(Directive)
In the passage on Mount Rainier becoming a national park, which English explorer gave the mountain its name?

++++ Text section ++++

Mount Rainier Becomes National Park

On March 2, 1899, President William McKinley signed legislation creating Mount Rainier National Park in central Washington. The 365-square-mile area of pristine forests and spectacular alpine scenery was the fifth national park designated by Congress. Called Tacoma (or Tahoma) by generations of Northwest Native Americans, Mount Rainier was named after Admiral Peter Rainier in 1792 by English explorer George Vancouver, who sighted the enormous 14,410-foot volcanic peak while exploring Puget Sound.

…[I]f in the making of the West Nature had what we call parks in mind, —places for rest, inspiration, and prayers, —this Rainier region must surely be one of them.

++++ Data segment ++++

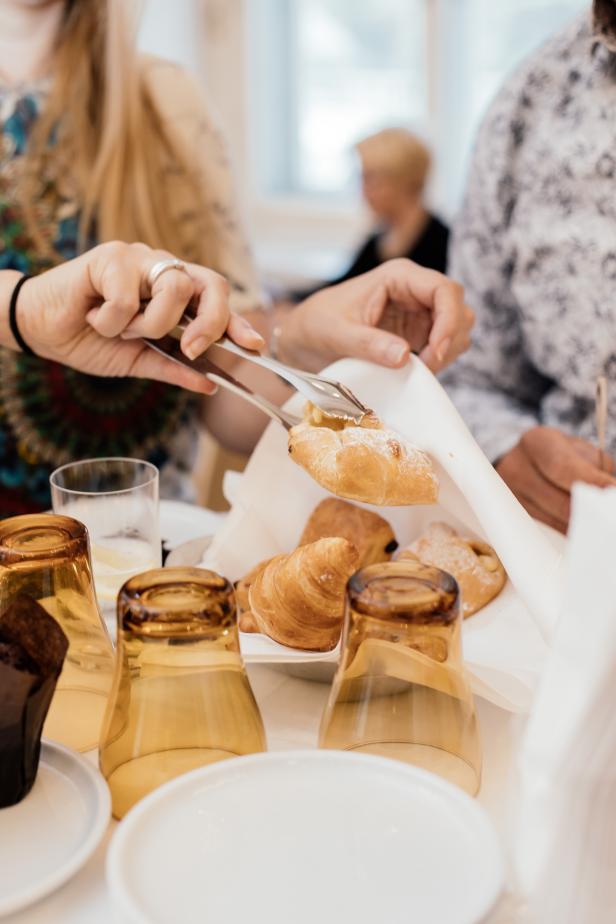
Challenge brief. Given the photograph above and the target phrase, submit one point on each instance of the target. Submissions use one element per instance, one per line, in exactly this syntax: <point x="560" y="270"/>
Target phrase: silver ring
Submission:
<point x="161" y="267"/>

++++

(Full response)
George Vancouver